Pull out every line of the records below that contains the string "soil", matching case exactly.

[Collected data entries]
################
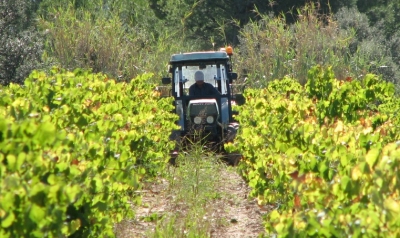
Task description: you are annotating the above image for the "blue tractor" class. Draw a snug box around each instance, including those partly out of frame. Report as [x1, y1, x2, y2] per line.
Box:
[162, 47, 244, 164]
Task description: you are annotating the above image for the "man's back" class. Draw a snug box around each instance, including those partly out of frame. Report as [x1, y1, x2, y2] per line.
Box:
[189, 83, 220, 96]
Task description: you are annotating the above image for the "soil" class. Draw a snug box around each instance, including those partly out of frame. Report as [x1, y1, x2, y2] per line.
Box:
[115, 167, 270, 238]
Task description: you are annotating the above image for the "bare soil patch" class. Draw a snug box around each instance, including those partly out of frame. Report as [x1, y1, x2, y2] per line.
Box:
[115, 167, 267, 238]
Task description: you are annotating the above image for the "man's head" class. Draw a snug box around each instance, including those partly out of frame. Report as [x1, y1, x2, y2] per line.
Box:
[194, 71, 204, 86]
################
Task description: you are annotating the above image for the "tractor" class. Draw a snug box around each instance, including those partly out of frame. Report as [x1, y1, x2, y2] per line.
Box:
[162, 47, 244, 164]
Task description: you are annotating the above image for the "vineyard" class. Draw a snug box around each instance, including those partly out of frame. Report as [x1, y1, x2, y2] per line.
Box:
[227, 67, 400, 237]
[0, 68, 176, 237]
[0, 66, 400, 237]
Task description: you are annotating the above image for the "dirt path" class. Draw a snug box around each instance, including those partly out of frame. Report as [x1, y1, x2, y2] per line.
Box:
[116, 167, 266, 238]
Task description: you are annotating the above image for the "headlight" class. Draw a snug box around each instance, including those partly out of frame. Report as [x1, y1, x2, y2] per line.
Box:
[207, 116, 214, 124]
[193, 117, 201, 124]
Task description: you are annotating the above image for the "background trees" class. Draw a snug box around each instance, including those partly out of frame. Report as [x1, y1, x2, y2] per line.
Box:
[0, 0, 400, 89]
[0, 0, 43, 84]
################
### FINAL ANSWER
Task description: you are annotating the above image for the "soil" class. Draw a snug box around each instance, including those partly out of frame. Report as [x1, y1, x2, y2] per line.
Task description: you are annotating the above image for the "bare soil patch" class. Draw a snug box around each instance, including those partly out of frame. Report as [x1, y1, x2, y2] per line.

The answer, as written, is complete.